— Written task —
Output each line of the listing below as one string in a JSON list, skipping any blank lines.

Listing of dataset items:
---
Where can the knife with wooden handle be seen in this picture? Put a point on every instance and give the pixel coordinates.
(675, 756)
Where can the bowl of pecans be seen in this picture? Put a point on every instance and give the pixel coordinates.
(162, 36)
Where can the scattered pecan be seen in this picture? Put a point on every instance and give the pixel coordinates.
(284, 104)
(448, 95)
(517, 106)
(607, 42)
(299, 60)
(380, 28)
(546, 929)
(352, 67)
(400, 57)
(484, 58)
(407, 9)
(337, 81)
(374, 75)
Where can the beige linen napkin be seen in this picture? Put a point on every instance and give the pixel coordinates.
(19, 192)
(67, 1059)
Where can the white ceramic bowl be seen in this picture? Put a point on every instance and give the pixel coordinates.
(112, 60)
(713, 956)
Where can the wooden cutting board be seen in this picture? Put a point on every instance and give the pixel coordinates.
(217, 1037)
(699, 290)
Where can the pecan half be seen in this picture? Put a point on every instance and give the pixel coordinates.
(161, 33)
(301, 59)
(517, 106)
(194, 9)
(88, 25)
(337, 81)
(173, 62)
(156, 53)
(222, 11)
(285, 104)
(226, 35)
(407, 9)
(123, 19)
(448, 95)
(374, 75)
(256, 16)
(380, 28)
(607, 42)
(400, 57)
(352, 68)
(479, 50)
---
— Written solution —
[
  "Where can the knife with wooden handle be seen in this picture? Put a point on every instance and give the pixel coordinates.",
  "(675, 756)",
  "Where can the bowl of pecans be seen in this picture? Put a point on every instance and give the pixel coordinates.",
  "(162, 36)",
  "Where can the scattered pecan be seen in this picture? Put a point on every instance and give the pixel coordinates.",
  "(284, 104)",
  "(448, 95)",
  "(517, 106)",
  "(607, 42)",
  "(299, 60)",
  "(380, 28)",
  "(546, 929)",
  "(352, 67)",
  "(400, 57)",
  "(484, 58)",
  "(407, 9)",
  "(337, 81)",
  "(374, 75)",
  "Where can the beige linen napkin be seen in this picture? Put a point on every instance and give the pixel coordinates.",
  "(19, 192)",
  "(67, 1059)",
  "Where can the white ceramic bowl be seen in this picture? Put a point on every instance and give the pixel coordinates.",
  "(112, 60)",
  "(713, 956)",
  "Where can the wooden cutting board be seen in this picture? Put a point on every instance and give the pixel coordinates.",
  "(217, 1037)",
  "(699, 290)",
  "Where can the pecan half be seen in this picture? Put a point on every instance and give the pixel coordinates.",
  "(161, 33)",
  "(301, 59)",
  "(517, 106)",
  "(194, 9)",
  "(88, 25)",
  "(337, 81)",
  "(173, 62)",
  "(156, 53)",
  "(222, 11)",
  "(285, 104)",
  "(226, 35)",
  "(407, 9)",
  "(123, 19)",
  "(448, 95)",
  "(374, 75)",
  "(256, 16)",
  "(380, 28)",
  "(607, 42)",
  "(400, 57)",
  "(352, 68)",
  "(479, 50)"
]